Apple has never been friendly to user repairs and yet again the company has stressed its disapproval of using third-party spare parts to repair its devices screens.
Screen and battery replacements are two of the most common smartphone repairs and Apple is targeting both. Last month, the company changed its battery health messaging in an attempt to scare users into only using Apple-authorized repair services.
The warning message that Apple rolled out earlier this year for the iPhone XR, XS and XS Max said: “Unable to verify this iPhone has a genuine Apple battery. Health information not available for this battery.”
The company activated this particular warning with iOS 13.1, and it may also tell users that the company “has updated the device information for” an iPhone.Meaning, the device will make a note that it has an unauthorized part for service needs and safety analysis.
Now the company has introduced similar messaging around Apple screen repairs.
In a new support page, the tech giant said iPhone 11, iPhone 11 Pro and iPhone 11 Pro Max users will see an “Important Display Message” if they replace their screens with an aftermarket component. The message will say “Unable to verify this iPhone has a genuine Apple display.” However, the company has only announced this ‘feature’ for the iPhone 11, iPhone 11 Pro, and iPhone 11 Pro Max.
This warning is apparently displayed for four days and then moves to the Settings menu. After 15 more days, it’ll be moved to Settings -> General -> About, great news is that you only have to put up with Apple pestering you about non-genuine screens for the better part of a month before the company will deign to allow you to use your device in the manner you chose without nagging you about it.

How to complete this task:
Can you print the article about Apple's warnings on third-party iPhone repairs in full, word for word?

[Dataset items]
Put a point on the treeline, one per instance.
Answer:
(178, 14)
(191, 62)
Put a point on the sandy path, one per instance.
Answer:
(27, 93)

Response:
Apple has never been friendly to user repairs and yet again the company has stressed its disapproval of using third-party spare parts to repair its devices screens.
Screen and battery replacements are two of the most common smartphone repairs and Apple is targeting both. Last month, the company changed its battery health messaging in an attempt to scare users into only using Apple-authorized repair services.
The warning message that Apple rolled out earlier this year for the iPhone XR, XS and XS Max said: “Unable to verify this iPhone has a genuine Apple battery. Health information not available for this battery.”
The company activated this particular warning with iOS 13.1, and it may also tell users that the company “has updated the device information for” an iPhone.Meaning, the device will make a note that it has an unauthorized part for service needs and safety analysis.
Now the company has introduced similar messaging around Apple screen repairs.
In a new support page, the tech giant said iPhone 11, iPhone 11 Pro and iPhone 11 Pro Max users will see an “Important Display Message” if they replace their screens with an aftermarket component. The message will say “Unable to verify this iPhone has a genuine Apple display.” However, the company has only announced this ‘feature’ for the iPhone 11, iPhone 11 Pro, and iPhone 11 Pro Max.
This warning is apparently displayed for four days and then moves to the Settings menu. After 15 more days, it’ll be moved to Settings -> General -> About, great news is that you only have to put up with Apple pestering you about non-genuine screens for the better part of a month before the company will deign to allow you to use your device in the manner you chose without nagging you about it.